*** Raw data

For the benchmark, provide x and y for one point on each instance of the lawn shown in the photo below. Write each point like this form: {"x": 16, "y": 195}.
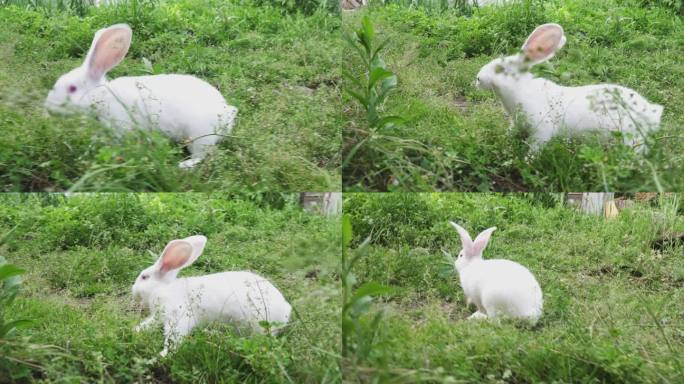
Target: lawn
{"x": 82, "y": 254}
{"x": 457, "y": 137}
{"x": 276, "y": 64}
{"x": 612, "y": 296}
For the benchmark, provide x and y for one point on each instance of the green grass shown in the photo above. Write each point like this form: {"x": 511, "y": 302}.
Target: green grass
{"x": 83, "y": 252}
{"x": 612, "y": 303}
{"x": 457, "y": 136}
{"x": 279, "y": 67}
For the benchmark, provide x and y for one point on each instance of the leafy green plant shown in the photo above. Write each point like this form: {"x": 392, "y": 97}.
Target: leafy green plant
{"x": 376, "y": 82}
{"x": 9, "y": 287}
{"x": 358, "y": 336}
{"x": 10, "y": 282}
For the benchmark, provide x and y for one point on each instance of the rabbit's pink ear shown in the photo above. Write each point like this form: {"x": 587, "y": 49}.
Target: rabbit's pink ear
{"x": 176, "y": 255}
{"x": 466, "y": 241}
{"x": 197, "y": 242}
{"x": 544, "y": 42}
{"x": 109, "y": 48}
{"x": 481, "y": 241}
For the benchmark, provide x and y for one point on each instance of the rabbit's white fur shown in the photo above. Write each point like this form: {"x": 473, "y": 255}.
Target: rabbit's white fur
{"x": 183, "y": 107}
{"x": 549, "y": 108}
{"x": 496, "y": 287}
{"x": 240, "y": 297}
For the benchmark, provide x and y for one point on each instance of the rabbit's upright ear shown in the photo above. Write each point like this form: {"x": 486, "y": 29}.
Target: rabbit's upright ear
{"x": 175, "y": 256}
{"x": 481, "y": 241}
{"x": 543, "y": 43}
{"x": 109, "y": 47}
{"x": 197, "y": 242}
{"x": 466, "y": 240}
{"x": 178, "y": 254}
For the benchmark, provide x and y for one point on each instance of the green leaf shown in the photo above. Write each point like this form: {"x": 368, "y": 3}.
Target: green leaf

******
*** Raw data

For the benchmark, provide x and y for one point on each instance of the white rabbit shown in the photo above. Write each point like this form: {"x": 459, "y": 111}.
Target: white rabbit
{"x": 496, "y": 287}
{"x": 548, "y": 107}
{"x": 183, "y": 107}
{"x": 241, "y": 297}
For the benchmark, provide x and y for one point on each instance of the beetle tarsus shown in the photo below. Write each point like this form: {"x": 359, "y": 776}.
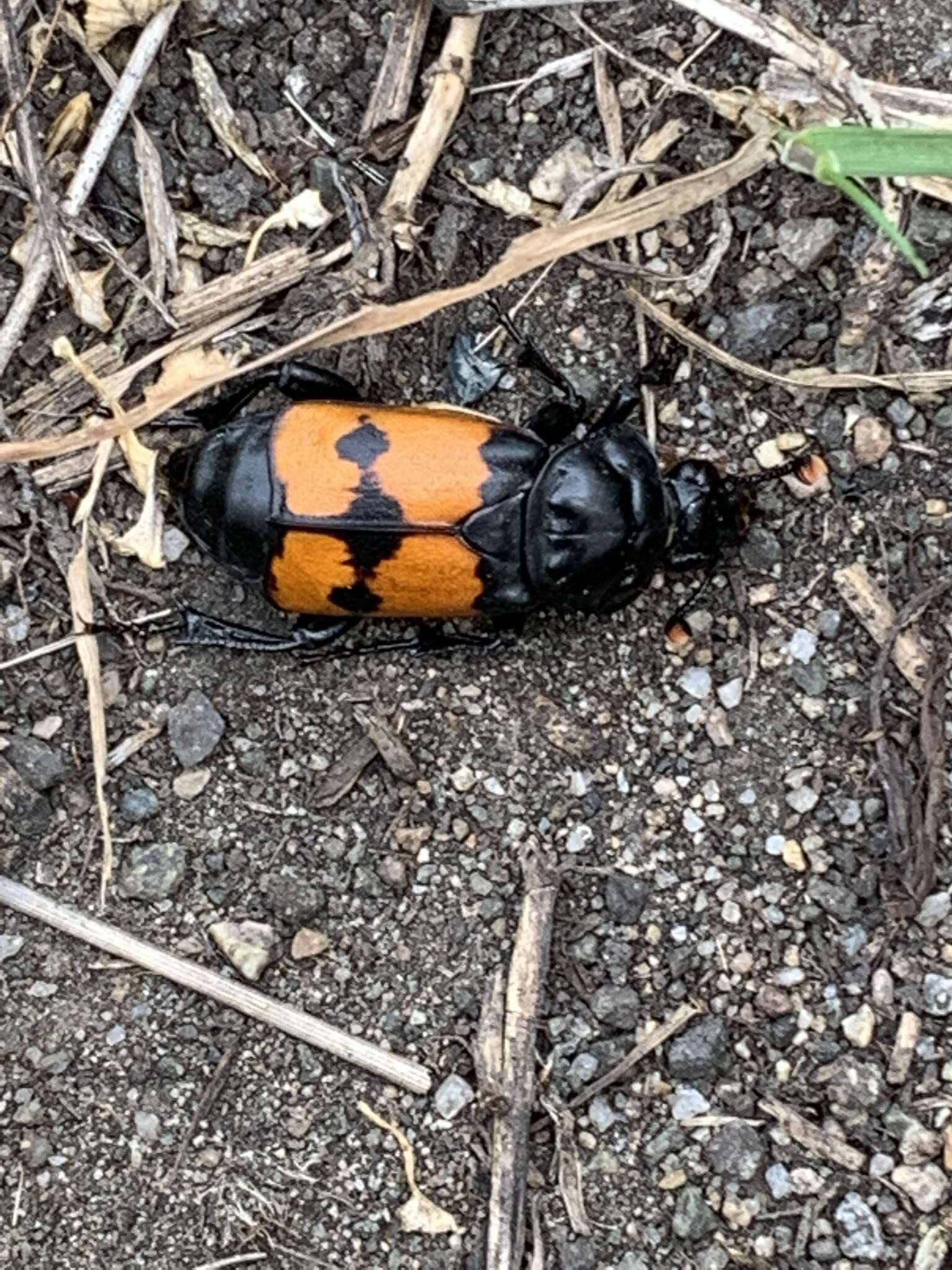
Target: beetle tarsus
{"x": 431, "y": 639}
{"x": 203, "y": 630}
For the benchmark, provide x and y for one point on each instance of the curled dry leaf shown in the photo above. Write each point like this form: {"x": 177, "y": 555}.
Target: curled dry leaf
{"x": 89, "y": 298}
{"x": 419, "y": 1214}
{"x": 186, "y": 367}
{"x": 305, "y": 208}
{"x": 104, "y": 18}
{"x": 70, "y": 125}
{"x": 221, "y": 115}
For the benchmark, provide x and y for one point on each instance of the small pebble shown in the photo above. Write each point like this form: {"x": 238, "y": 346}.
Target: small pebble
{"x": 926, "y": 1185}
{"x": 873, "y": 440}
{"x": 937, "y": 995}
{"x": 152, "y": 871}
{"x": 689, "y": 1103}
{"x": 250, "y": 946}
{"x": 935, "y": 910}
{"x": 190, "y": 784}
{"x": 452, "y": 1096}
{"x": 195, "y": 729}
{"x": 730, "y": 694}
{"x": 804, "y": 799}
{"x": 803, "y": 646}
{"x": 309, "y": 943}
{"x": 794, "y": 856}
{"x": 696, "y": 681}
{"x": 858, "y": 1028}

******
*** Raw data

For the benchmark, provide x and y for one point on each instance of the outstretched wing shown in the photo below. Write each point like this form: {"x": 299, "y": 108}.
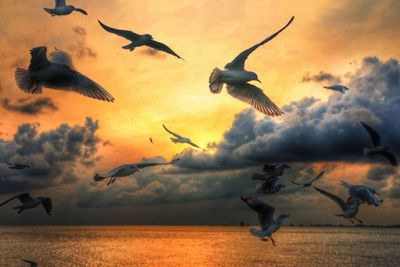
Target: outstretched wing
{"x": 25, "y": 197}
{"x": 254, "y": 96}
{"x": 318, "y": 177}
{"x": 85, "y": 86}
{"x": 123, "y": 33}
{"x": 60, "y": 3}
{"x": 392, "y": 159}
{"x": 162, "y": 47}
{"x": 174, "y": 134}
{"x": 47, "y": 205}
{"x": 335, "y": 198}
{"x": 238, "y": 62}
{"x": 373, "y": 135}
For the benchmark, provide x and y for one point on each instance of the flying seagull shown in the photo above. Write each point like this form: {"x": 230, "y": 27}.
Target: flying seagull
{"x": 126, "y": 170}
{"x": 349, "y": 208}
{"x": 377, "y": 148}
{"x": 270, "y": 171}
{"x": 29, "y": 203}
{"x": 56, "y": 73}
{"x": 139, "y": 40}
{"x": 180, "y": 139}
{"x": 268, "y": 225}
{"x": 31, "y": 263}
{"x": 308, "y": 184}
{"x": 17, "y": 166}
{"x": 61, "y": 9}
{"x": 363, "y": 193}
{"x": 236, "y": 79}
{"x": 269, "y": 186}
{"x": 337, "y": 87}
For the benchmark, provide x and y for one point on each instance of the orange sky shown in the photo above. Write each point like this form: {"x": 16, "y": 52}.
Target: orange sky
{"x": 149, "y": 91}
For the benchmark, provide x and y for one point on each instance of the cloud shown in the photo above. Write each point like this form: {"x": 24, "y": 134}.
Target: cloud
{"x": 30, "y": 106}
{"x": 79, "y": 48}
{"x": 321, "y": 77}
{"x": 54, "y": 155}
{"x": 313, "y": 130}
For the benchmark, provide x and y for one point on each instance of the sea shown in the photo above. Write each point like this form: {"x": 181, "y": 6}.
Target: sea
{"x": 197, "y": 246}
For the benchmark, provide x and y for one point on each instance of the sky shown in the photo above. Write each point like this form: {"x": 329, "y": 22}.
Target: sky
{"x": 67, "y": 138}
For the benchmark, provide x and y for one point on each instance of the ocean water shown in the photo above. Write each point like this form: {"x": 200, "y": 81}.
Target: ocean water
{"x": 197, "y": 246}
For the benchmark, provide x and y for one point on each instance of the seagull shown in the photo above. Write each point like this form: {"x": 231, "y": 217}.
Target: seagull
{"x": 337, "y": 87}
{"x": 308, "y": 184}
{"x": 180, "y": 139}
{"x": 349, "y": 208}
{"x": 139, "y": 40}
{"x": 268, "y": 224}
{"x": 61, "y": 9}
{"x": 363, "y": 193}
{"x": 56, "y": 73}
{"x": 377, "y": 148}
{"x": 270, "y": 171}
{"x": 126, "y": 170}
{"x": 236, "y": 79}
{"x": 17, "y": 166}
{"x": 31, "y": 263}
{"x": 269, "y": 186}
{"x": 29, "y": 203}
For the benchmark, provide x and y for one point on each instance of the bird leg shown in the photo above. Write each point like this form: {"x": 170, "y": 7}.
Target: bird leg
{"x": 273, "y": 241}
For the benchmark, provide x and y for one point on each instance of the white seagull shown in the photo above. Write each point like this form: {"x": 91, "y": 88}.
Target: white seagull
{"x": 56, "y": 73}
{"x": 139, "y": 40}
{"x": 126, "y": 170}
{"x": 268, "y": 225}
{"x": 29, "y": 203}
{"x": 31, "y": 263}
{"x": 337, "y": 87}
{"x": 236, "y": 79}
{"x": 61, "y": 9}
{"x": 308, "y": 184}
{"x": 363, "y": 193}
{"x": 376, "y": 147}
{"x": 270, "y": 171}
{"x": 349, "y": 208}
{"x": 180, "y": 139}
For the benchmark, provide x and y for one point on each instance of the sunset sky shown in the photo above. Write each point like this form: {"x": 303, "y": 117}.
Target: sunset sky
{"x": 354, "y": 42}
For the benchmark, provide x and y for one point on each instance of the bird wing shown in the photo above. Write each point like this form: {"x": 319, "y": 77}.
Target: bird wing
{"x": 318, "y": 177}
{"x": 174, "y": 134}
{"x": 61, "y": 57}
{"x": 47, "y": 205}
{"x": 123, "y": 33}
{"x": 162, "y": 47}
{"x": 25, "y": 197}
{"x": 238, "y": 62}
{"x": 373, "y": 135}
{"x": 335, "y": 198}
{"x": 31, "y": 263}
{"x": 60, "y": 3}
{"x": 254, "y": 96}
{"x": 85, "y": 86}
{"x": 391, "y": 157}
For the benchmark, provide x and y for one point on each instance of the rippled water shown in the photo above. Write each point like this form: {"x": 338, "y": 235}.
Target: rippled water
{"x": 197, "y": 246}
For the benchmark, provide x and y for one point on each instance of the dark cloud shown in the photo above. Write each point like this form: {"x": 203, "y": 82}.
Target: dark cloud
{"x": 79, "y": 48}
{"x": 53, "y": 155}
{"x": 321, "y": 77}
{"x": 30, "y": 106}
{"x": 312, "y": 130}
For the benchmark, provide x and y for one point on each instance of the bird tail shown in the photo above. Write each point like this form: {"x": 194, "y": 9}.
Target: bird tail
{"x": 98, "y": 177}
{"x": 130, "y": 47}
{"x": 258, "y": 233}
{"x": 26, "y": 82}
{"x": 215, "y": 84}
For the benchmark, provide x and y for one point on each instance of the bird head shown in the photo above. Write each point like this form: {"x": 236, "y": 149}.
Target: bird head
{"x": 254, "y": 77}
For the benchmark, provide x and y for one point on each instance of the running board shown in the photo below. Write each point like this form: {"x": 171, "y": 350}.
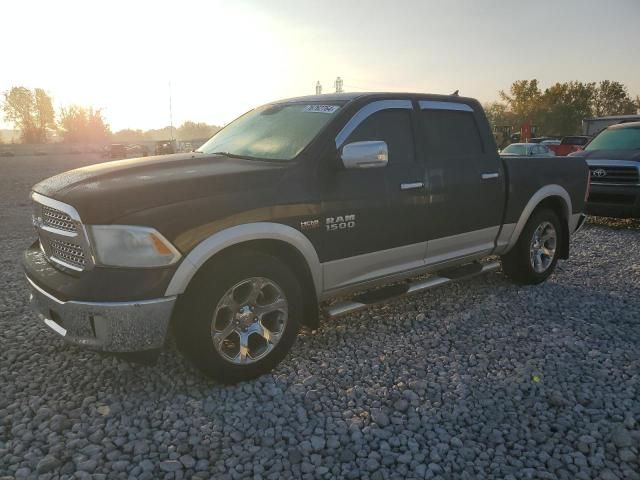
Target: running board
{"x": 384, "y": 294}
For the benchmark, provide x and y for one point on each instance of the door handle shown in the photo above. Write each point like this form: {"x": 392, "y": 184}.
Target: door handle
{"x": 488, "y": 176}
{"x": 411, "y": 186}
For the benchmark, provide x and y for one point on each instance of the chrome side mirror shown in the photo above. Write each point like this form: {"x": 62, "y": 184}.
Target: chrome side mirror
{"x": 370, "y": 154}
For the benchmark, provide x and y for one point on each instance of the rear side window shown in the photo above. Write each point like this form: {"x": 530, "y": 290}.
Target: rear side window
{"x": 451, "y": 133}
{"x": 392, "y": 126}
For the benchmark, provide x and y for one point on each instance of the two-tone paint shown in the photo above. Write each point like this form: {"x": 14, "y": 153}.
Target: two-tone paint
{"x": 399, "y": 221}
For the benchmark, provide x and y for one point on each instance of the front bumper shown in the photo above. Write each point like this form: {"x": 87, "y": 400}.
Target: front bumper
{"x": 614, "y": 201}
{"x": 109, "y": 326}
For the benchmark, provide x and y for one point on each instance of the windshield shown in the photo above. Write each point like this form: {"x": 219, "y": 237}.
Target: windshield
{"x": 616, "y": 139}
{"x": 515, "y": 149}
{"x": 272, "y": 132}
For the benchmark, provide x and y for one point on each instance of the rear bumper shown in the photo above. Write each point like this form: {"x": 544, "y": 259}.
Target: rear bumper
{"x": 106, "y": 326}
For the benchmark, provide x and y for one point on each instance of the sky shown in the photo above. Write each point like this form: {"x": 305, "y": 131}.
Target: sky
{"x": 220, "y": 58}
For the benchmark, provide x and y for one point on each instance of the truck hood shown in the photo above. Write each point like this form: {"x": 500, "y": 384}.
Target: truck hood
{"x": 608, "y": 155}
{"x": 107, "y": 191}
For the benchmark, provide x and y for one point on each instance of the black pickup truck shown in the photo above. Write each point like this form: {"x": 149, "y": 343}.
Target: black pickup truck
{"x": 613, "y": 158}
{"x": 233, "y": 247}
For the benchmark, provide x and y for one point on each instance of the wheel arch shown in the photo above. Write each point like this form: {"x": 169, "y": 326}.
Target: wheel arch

******

* Problem
Please switch "rabbit's" to "bunny's" in the entries from the line with "of the leafy" up to and including the line with "Target: green leaf". Give back only those lines, with everything else left unchanged.

* Solution to the exercise
For the benchmark, provide x and y for one point on each instance of the leafy green plant shown in the photo above. Write each point like this form: {"x": 392, "y": 97}.
Target: leafy green plant
{"x": 376, "y": 82}
{"x": 9, "y": 287}
{"x": 358, "y": 336}
{"x": 10, "y": 282}
For the benchmark, provide x and y for one point on each instance of the bunny's pink ear shown in the photo above. Write each point like this form: {"x": 587, "y": 49}.
Target: bunny's pink ear
{"x": 176, "y": 255}
{"x": 466, "y": 241}
{"x": 197, "y": 242}
{"x": 544, "y": 42}
{"x": 109, "y": 48}
{"x": 481, "y": 241}
For the benchmark, provide x and y for one point on each instance of the bunny's white fur shown in the photo above. Write each point like this form: {"x": 473, "y": 255}.
Target: bunny's white fur
{"x": 183, "y": 107}
{"x": 549, "y": 108}
{"x": 496, "y": 287}
{"x": 240, "y": 297}
For the benchmark, provide x and y for one point on each instance of the bunny's upright ear shown in the photo above. Write each point like this form: {"x": 486, "y": 29}.
Target: bunny's upright ear
{"x": 175, "y": 256}
{"x": 481, "y": 241}
{"x": 543, "y": 43}
{"x": 109, "y": 47}
{"x": 197, "y": 242}
{"x": 466, "y": 240}
{"x": 178, "y": 254}
For the benchmark, provide x and y for one point on each instance of the green leaf shown in the photo above. Write each point like this form: {"x": 368, "y": 3}.
Target: green leaf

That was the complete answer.